## PROBLEM DETAILS:
Exactly as they appear, output all of the records. Skip any images.

↓↓↓

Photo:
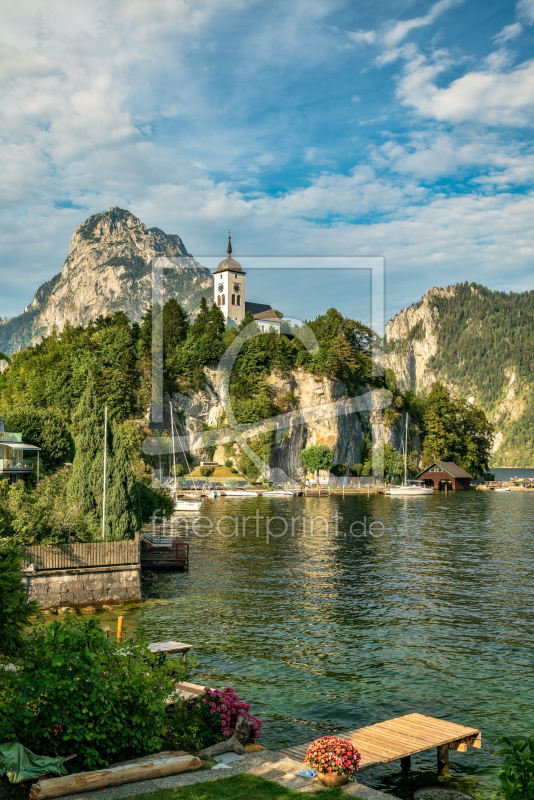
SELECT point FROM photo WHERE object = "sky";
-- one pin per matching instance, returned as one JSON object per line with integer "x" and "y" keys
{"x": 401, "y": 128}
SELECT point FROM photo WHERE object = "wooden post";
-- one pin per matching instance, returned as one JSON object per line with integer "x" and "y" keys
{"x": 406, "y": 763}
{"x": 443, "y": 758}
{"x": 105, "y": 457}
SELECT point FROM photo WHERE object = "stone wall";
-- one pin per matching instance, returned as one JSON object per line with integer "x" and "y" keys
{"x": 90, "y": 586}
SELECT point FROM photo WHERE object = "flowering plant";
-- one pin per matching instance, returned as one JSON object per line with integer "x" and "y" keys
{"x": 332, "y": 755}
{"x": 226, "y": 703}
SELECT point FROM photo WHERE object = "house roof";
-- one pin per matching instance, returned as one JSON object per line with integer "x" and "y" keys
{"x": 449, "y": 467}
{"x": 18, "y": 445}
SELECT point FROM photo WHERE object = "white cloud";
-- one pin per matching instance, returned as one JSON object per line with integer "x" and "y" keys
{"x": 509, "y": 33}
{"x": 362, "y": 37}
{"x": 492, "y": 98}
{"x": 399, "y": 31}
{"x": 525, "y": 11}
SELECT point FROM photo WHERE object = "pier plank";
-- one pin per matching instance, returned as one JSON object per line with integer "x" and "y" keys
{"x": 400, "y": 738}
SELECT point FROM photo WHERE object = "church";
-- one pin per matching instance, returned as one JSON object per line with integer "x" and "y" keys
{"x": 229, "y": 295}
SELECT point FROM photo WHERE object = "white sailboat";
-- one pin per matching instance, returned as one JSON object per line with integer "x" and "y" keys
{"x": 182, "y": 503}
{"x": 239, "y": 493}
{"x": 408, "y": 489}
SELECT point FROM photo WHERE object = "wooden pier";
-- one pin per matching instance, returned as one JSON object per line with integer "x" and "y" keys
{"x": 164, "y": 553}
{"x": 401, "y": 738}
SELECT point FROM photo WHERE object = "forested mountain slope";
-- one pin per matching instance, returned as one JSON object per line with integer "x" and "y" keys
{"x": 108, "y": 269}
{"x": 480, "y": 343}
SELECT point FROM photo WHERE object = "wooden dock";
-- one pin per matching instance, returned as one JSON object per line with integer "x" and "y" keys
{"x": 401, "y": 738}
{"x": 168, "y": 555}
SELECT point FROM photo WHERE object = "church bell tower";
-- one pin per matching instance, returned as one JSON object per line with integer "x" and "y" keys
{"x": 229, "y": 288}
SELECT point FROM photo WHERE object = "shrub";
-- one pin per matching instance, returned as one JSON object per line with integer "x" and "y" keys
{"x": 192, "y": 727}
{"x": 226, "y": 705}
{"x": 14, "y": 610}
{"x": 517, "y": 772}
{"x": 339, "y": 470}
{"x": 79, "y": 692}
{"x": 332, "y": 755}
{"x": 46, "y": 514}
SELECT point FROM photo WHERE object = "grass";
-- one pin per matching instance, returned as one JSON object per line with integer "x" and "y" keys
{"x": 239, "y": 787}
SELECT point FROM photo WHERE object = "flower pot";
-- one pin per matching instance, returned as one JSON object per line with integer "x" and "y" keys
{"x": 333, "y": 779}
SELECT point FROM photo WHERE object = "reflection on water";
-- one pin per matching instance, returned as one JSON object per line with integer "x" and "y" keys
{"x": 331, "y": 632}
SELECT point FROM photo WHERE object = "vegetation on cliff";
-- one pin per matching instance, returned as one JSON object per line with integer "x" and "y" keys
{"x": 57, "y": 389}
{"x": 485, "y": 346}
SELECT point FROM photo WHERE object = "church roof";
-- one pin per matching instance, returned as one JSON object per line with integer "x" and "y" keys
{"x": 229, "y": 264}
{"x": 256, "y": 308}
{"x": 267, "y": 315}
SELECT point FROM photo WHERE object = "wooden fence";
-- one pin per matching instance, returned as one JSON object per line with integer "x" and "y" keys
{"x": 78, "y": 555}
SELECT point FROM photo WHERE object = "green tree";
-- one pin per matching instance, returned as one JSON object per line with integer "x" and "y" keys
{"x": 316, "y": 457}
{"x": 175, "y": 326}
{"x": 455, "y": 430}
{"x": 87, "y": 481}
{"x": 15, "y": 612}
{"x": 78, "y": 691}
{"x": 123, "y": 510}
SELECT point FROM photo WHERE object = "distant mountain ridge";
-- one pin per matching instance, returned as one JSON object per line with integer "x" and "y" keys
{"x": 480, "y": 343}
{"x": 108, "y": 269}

↑↑↑

## OUTPUT:
Photo:
SELECT point FROM photo WHERE object = "sky";
-- one pin per matching instance, returned as one JSON object per line with integer "x" and "y" keys
{"x": 401, "y": 128}
SELECT point FROM photo WHERE object = "wooden post";
-- one pin per matching instance, returned as one JSON object per line with integer "x" and "y" keys
{"x": 406, "y": 763}
{"x": 443, "y": 758}
{"x": 105, "y": 457}
SELECT point FROM photo WHERE object = "stone wall";
-- one pin per matching instance, returned as one JSON object per line with integer "x" and "y" keys
{"x": 90, "y": 586}
SELECT point FROM photo WHERE object = "flowering plant";
-- one pin per matching instance, returned as one JSON object per line with integer "x" and "y" keys
{"x": 332, "y": 755}
{"x": 226, "y": 703}
SELECT point FROM photo WHERE object = "house roof";
-- one pin per matching instance, returned as one JSON object per line with integer "x" and "y" keys
{"x": 449, "y": 467}
{"x": 18, "y": 445}
SELECT point FROM photo WHERE object = "white cloud";
-- one pin per matching instance, returned as one JSON object per line with integer "x" and "y" keys
{"x": 509, "y": 33}
{"x": 362, "y": 37}
{"x": 492, "y": 98}
{"x": 399, "y": 31}
{"x": 525, "y": 11}
SELECT point FROM photo WHERE object = "pier plank";
-- one pin per matching instance, returned as one JSON object per line with integer "x" and "y" keys
{"x": 400, "y": 738}
SELECT point FROM photo WHERE object = "church";
-- one pin per matching instance, returned as one JSON object per line with integer "x" and "y" keys
{"x": 229, "y": 295}
SELECT point FROM photo WHERE object = "white sailboat";
-- one pin per matching instance, returned as one JSON object per line with integer "x" and "y" keys
{"x": 182, "y": 503}
{"x": 239, "y": 493}
{"x": 408, "y": 489}
SELECT point FROM photo WHERE object = "wooden pier";
-- one pin per matching instance, returned as one JSON object per line with integer "x" and "y" keys
{"x": 164, "y": 553}
{"x": 401, "y": 738}
SELECT point FROM photo WHERE object = "forested mountain slope";
-- one pin per matching instance, returned as one JSON object per line with integer "x" and "y" keys
{"x": 108, "y": 269}
{"x": 480, "y": 343}
SELECT point FROM photo WHERE object = "wooden dock";
-- one pin per matching instance, returned as one JSON object per line with integer "x" and "y" keys
{"x": 401, "y": 738}
{"x": 168, "y": 555}
SELECT point FROM photo WHERE object = "church bell tower";
-- one pin per matching instance, returned as one JSON object per line with integer "x" and "y" keys
{"x": 229, "y": 288}
SELECT point FROM photo WHERE object = "shrub";
-- one pin per matching instance, returned as one JSON object per line with integer "x" and "y" keys
{"x": 192, "y": 727}
{"x": 226, "y": 705}
{"x": 14, "y": 610}
{"x": 517, "y": 772}
{"x": 339, "y": 470}
{"x": 79, "y": 692}
{"x": 332, "y": 755}
{"x": 46, "y": 514}
SELECT point FROM photo WHERE object = "grass";
-- one pin per matching instance, returned as one JSON object per line with integer "x" and "y" keys
{"x": 239, "y": 787}
SELECT point FROM photo WHERE object = "flower pot";
-- one pin per matching instance, returned as one JSON object per line with integer "x" and "y" keys
{"x": 333, "y": 779}
SELECT point FROM photo WHERE object = "reflection on water";
-- one pin per matching instance, returned as one JSON object per line with integer "x" and "y" keys
{"x": 331, "y": 632}
SELECT point FROM photo WHERE object = "vegetation on cliff";
-- one pin per matching instance, returned as one JSON object per line with integer "x" and "y" keys
{"x": 57, "y": 389}
{"x": 485, "y": 346}
SELECT point FROM photo WHERE object = "church roof";
-- one pin per matching instance, returned as one JSON object per line with integer "x" and "y" keys
{"x": 229, "y": 264}
{"x": 256, "y": 308}
{"x": 267, "y": 315}
SELECT point FROM photo WHERE object = "wooden fence";
-- one pin per matching instance, returned as one JSON object per line with integer "x" and "y" keys
{"x": 78, "y": 555}
SELECT point FROM photo WHERE object = "green tree";
-- one pin per matching instance, returned as one JSON object per line with integer "x" and "y" keys
{"x": 316, "y": 457}
{"x": 175, "y": 326}
{"x": 455, "y": 430}
{"x": 87, "y": 481}
{"x": 15, "y": 612}
{"x": 78, "y": 691}
{"x": 123, "y": 510}
SELECT point FROM photo WHERE object = "distant mountain ridge";
-- one pin per matching instance, returned as one JSON object per line with integer "x" and "y" keys
{"x": 480, "y": 343}
{"x": 108, "y": 269}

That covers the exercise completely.